▶ _Estratto fornito_
┄┄┄┄┄┄┄┄┄┄┄┄┄┄┄┄┄┄┄┄
Come annullare il leaderismo

   di Marco Tabellione

Mettiamo subito le cose in chiaro: io non credo nel potere, non credo in nessuna forma di autorità. È una pulsione istintiva, inconscia, sicuramente nasce dai primi anni di vita e dal rapporto edipico con mio padre, che tra l’altro ho molto amato soprattutto negli ultimi anni. Tuttavia mi sembra evidente che questa forma di rifiuto, che non si è mai concretizzato in nessuna prassi di ribellione, ma ha sicuramente stimolato i miei studi e la lettura delle opere poetiche, letterarie e filosofiche che ho da sempre condotto, non è solo mia, non giace solo nelle mie nevrosi, è una condizione diffusa, ed è assolutamente centrale nelle forme artistiche di tutti i tempi.

    Solo per fare un esempio, l’opera di Kafka, che come me molti considerano il più grande scrittore del Novecento, dai romanzi ai racconti, non è che una continua ripetizione di questo ma fondamentale tema: il rapporto con il potere e la nascita da un lato di un senso di colpa per i mancati adempimenti verso di esso, dall’altro di una insofferenza latente, nervosa, un desiderio immenso di scrollarsi di dosso una volta per tutte sia il senso di colpa, sia soprattutto l’oppressione e l’autoritarismo di chi si arroga il diritto e il dovere di decidere per gli altri. Riducendo la questione al nocciolo, si può affermare che alla base di tutte le tematiche ideologiche, e di gran parte delle analisi condotte sull’uomo e sulle civiltà e le loro tipologie organizzative, alla base della stessa Storia, vi è la continua lotta tra individuo e potere. Questo è il cruccio fondamentale, questa è la soglia per qualsiasi viaggio.

    Esiste un dilemma che ha accompagnato l’evoluzione, le parabole storiche e tutte le vicissitudini contemporanee. Questo dilemma si può sintetizzare nel seguente modo: come da un lato assicurare la libertà all’individuo e come dall’altro cercare di controllare la sua libertà affinché l’individuo non danneggi gli altri e sé stesso. In poche parole, fino a che punto l’individuo è in grado di decidere per sé e fino a che punto invece ha bisogno che a decidere siano altri o gruppi di altri, i quali hanno come orizzonte di riferimento non la vita del singolo, ma la difesa di singoli all’interno di una comunità.
┄┄┄┄┄┄┄┄┄┄┄┄┄┄┄┄┄┄┄┄
(Righe di annotazione a punti)
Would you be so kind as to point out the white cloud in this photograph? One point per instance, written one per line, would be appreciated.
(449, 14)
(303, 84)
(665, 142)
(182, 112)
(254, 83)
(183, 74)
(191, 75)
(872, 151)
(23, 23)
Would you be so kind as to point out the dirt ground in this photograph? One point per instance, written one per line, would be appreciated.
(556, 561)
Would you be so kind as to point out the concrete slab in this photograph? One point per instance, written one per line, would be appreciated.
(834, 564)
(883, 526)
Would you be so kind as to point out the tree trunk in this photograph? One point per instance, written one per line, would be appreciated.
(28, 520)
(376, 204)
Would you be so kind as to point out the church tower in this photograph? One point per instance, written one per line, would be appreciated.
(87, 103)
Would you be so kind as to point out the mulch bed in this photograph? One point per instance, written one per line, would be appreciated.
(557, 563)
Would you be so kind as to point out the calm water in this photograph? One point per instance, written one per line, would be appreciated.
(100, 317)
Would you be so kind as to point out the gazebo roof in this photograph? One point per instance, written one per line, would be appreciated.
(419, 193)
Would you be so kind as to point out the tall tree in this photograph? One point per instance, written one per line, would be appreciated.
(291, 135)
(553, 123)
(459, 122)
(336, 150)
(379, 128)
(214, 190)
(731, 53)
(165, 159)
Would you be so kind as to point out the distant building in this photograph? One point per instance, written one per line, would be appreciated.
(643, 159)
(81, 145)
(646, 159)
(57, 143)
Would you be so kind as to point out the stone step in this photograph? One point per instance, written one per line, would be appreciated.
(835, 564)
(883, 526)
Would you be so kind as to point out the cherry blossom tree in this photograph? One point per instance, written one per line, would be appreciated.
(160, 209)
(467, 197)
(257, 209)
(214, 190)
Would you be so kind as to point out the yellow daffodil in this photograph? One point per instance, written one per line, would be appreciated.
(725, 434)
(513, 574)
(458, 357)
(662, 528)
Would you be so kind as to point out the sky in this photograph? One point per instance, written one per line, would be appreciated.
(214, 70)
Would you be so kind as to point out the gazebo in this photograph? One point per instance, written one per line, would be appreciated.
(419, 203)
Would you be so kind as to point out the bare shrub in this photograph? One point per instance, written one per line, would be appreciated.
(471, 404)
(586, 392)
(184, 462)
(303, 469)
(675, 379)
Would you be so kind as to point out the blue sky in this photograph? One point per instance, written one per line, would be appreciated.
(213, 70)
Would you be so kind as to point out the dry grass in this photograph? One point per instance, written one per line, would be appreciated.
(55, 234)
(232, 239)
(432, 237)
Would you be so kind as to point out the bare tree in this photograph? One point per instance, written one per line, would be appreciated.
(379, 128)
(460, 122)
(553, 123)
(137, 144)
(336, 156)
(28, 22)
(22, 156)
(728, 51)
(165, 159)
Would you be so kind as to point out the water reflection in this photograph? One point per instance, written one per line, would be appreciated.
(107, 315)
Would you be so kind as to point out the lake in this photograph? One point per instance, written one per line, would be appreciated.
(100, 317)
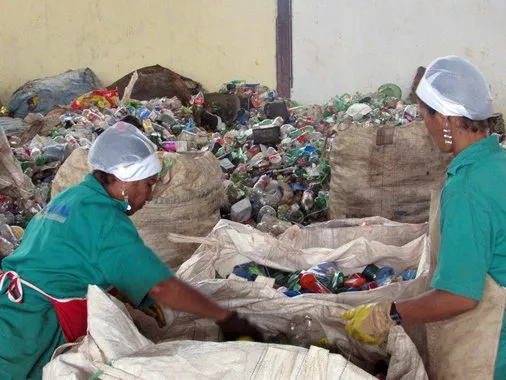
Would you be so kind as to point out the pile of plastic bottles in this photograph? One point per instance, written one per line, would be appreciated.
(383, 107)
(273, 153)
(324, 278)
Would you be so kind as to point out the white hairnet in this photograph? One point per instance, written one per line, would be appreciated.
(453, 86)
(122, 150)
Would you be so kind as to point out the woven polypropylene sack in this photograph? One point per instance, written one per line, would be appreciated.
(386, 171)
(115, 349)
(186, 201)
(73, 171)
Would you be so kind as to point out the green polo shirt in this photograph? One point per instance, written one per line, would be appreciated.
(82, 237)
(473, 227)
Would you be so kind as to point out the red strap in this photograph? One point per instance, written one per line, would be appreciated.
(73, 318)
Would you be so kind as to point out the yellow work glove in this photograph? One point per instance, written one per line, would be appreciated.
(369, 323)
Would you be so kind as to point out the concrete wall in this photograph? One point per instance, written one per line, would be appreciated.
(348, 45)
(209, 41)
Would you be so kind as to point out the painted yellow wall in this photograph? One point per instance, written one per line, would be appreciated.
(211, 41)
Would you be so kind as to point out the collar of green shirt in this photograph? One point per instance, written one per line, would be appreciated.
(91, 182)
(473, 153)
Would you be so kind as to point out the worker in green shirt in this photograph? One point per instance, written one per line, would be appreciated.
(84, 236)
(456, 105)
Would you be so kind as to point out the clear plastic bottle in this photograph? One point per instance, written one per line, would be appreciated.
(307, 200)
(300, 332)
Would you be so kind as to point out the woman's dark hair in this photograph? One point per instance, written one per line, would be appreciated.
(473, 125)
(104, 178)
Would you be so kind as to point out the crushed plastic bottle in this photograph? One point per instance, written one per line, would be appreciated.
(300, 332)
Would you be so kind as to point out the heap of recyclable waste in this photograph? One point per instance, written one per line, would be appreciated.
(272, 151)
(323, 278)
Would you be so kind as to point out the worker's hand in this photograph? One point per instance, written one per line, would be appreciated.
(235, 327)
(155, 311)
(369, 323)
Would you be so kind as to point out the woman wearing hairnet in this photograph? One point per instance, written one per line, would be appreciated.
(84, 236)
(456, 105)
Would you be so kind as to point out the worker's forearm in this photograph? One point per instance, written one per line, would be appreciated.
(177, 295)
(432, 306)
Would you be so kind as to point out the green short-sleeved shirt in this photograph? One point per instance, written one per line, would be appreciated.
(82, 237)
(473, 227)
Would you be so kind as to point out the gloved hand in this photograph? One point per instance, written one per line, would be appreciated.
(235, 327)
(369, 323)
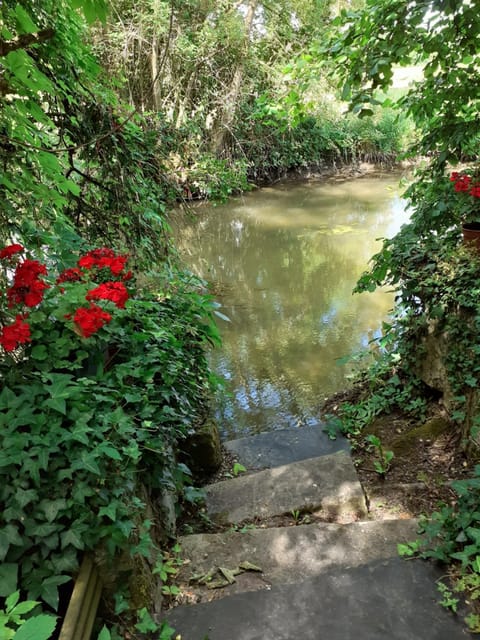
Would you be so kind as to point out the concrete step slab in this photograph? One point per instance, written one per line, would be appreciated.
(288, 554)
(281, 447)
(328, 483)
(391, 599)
┄┄┄┄┄┄┄┄┄┄┄┄┄┄┄┄┄┄┄┄
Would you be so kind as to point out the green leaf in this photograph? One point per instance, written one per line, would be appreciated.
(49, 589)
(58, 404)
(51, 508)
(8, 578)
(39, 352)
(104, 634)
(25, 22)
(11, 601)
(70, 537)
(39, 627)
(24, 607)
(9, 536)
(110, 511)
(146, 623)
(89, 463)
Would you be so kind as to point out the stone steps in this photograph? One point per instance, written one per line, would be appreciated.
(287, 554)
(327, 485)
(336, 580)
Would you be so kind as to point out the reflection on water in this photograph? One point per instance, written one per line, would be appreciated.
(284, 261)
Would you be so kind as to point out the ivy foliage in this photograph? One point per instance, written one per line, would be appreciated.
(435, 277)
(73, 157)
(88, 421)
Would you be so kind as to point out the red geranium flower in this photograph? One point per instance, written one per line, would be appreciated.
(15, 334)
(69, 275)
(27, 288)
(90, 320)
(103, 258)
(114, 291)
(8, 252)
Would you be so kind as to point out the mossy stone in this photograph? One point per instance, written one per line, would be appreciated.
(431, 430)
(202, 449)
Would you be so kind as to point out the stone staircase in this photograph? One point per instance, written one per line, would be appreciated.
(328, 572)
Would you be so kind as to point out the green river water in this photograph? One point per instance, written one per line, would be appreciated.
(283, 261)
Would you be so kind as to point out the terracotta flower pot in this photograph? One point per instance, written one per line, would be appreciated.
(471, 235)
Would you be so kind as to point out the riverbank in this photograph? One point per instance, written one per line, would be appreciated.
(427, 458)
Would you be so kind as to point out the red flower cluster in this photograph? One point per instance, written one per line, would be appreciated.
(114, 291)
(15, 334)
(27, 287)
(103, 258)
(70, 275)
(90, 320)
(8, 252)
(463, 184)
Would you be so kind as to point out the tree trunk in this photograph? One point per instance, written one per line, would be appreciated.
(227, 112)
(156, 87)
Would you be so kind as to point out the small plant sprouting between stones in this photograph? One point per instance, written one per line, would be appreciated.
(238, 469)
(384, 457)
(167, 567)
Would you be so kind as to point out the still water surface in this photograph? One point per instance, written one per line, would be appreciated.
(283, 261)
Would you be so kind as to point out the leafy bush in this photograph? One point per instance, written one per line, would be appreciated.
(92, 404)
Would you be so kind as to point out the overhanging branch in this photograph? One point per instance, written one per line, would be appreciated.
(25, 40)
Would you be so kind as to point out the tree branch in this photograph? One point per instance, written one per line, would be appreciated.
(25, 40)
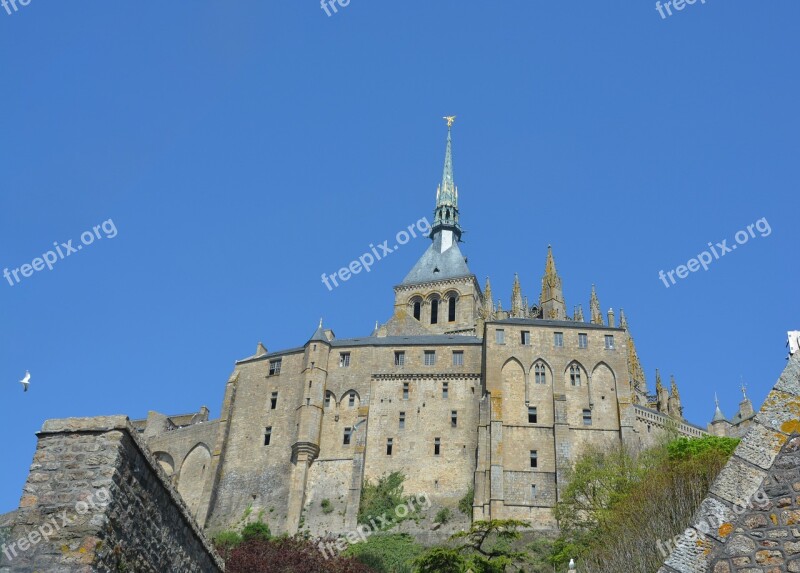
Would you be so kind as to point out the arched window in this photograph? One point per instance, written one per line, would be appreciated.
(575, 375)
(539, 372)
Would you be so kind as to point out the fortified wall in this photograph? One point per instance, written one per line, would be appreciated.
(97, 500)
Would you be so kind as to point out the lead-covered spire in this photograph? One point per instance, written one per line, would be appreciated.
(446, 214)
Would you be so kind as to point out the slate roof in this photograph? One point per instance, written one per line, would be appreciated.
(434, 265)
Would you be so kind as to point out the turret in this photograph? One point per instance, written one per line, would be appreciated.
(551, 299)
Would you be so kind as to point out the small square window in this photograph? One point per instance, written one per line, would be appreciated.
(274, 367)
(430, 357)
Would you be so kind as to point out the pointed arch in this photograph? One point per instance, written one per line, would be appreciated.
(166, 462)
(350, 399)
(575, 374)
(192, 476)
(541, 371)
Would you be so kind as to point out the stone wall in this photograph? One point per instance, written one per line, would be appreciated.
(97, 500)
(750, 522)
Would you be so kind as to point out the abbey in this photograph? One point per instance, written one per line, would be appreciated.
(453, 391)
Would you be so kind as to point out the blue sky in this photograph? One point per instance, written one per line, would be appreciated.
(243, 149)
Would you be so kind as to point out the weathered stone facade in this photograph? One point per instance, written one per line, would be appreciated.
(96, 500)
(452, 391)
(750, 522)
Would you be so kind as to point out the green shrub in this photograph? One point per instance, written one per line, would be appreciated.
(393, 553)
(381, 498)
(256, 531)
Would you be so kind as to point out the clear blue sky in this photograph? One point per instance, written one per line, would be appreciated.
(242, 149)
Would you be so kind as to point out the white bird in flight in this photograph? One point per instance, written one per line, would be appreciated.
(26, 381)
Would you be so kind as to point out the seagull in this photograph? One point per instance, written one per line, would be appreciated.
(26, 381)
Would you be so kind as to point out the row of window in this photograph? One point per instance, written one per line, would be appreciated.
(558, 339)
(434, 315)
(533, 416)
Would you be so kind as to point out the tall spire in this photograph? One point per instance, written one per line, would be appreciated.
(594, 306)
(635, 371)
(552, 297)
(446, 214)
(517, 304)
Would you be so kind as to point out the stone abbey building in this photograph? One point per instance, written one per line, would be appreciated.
┄┄┄┄┄┄┄┄┄┄┄┄┄┄┄┄┄┄┄┄
▶ _Azioni richieste_
1. Secondo il brano sul potere, per quale motivo si cerca di controllare la libertà dell'individuo? Rispondi in una o due frasi.
2. Trascrivi dal brano sul potere il passo che va da "Mettiamo subito le" fino a "tutti i tempi." compreso.
3. Scrivi il seguito del brano sul potere a partire dalla sua ultima frase.
Le righe non hanno alcun legame con il brano sul potere.

▶ _Risultati finali_
1. Si cerca di controllare la libertà dell'individuo affinché non danneggi gli altri e sé stesso.

2.
Mettiamo subito le cose in chiaro: io non credo nel potere, non credo in nessuna forma di autorità. È una pulsione istintiva, inconscia, sicuramente nasce dai primi anni di vita e dal rapporto edipico con mio padre, che tra l’altro ho molto amato soprattutto negli ultimi anni. Tuttavia mi sembra evidente che questa forma di rifiuto, che non si è mai concretizzato in nessuna prassi di ribellione, ma ha sicuramente stimolato i miei studi e la lettura delle opere poetiche, letterarie e filosofiche che ho da sempre condotto, non è solo mia, non giace solo nelle mie nevrosi, è una condizione diffusa, ed è assolutamente centrale nelle forme artistiche di tutti i tempi.

3.
    Da sempre la soluzione a questo dilemma è stato uno solo: il potere è un male necessario. Prendiamo un esempio limite. Un bambino sta per sporgersi eccessivamente dalla finestra rischiando di cadere giù, un adulto che si trova lì vicino lo afferra violentemente privandolo della libertà ma nello stesso tempo salvando la sua vita. Questo caso limite, nel quale la responsabilità della vita di alcuni è assunta da altri, spiega alla base da sempre ogni forma di potere, finanche quello democratico. È evidente che la democrazia non realizza la libertà dell’individuo, assolutamente no, la democrazia allarga il più possibile l’opportunità di partecipazione al potere, sia nella forma dell’elettorato attivo, chi vota, sia nella forma di quello passivo, chi viene votato. Ma alla fine della tornata elettorale il risultato è sempre lo stesso: la creazione di un potere che agisce e decide per gli altri e si arroga la responsabilità della vita degli altri, nei limiti di campi che però sono determinanti, come quello economico o giudiziario. Questa condizione è palesemente accettata da tutti, l’idea di una necessità dei leader è un assioma che non viene mai messo in discussione, non solo negli apparati politici, ma in qualsiasi campo, dalla famiglia alla scuola, dalle aziende alle associazioni di volontariato. Che ci sia la possibilità di un cambio magari frequente dei vertici e che questa possibilità oggi venga assicurata dalla democrazia, non cambia il paesaggio di fondo, caratterizzato dall’esistenza di un’autorità di cui non si può fare a meno.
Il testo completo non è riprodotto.